→ **Data excerpts**:

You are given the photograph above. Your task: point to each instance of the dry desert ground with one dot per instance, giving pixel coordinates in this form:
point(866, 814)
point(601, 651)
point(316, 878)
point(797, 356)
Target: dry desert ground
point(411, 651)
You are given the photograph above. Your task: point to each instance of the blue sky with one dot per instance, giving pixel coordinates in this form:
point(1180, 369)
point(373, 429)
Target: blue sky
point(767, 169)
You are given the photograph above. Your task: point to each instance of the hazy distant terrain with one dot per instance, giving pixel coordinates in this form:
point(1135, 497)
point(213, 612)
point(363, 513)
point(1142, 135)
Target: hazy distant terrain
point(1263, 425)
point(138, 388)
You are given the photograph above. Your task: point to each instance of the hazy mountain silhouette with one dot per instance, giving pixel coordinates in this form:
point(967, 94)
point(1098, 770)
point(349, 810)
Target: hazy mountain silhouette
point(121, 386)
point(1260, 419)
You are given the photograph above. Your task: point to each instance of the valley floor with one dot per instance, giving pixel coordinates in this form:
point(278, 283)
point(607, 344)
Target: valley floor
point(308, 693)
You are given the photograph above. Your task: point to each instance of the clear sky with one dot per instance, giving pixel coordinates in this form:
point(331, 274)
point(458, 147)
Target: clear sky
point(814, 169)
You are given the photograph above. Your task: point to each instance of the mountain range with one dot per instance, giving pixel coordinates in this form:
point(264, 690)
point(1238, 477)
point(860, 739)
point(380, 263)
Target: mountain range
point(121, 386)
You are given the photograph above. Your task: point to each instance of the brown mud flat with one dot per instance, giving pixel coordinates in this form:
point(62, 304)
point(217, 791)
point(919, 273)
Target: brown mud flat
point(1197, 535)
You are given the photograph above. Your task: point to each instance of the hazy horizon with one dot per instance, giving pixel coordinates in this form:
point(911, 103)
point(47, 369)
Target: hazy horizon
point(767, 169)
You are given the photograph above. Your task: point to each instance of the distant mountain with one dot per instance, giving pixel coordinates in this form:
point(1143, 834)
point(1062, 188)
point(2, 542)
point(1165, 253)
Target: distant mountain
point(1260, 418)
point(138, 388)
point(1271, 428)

→ **REQUIREMENT**:
Please repeat every entry, exactly as it was written.

→ **ANSWER TO THIS PROBLEM**:
You are given the photograph above. Your task: point to each instance of the dry desert ground with one dot per instance, giving pixel coordinates in this form:
point(866, 814)
point(601, 651)
point(316, 878)
point(797, 356)
Target: dry desert ground
point(411, 651)
You are given the photograph above. Your task: point to each instance of the blue sky with one dot per instance, giving pixel coordinates in this form:
point(1180, 369)
point(373, 429)
Target: blue sky
point(767, 169)
You are given the photograph above. Your task: point to each instance of the hazy distant terrain with one dot per instance, giving pixel coordinates in this form:
point(1135, 497)
point(213, 612)
point(363, 513)
point(1142, 135)
Target: hazy distant terrain
point(1263, 425)
point(138, 388)
You are given the photograph above. Your task: point to each instance of the hazy mountain silhouette with one dot per instance, giving pixel coordinates in this form:
point(967, 94)
point(1098, 770)
point(349, 810)
Target: hazy mountain silhouette
point(121, 386)
point(1260, 419)
You are given the photograph above. Your task: point to each instance of the valley floor with one dot per instance, giving pixel coordinates in this form:
point(278, 283)
point(607, 344)
Target: valley floor
point(308, 693)
You are given the photograph above. Your task: point to each instance of the clear sky with one dot per instance, giving pixel coordinates in this form:
point(331, 274)
point(458, 147)
Target: clear sky
point(814, 169)
You are given the photograph above. Your task: point to each instance of the mountain range with one dot per instance, giving pixel coordinates in this form:
point(264, 690)
point(1238, 477)
point(860, 739)
point(380, 263)
Target: mountain range
point(121, 386)
You are given the photograph above. Your task: point to each instance of the brown mud flat with one dot per instance, giving pixel coordinates in this form:
point(62, 304)
point(217, 791)
point(919, 273)
Target: brown mud flat
point(1197, 535)
You are given the photograph above. Your task: point to each instance of the hazy horizon with one dot per instance, giving pixel coordinates in this form:
point(911, 103)
point(47, 369)
Target: hazy horizon
point(767, 169)
You are given the photograph above. Your task: point to each instance of the distant mountain with one dot per instance, giving pixel coordinates in this form:
point(1143, 834)
point(1062, 188)
point(2, 542)
point(1165, 253)
Target: distant mountain
point(1260, 418)
point(138, 388)
point(1271, 428)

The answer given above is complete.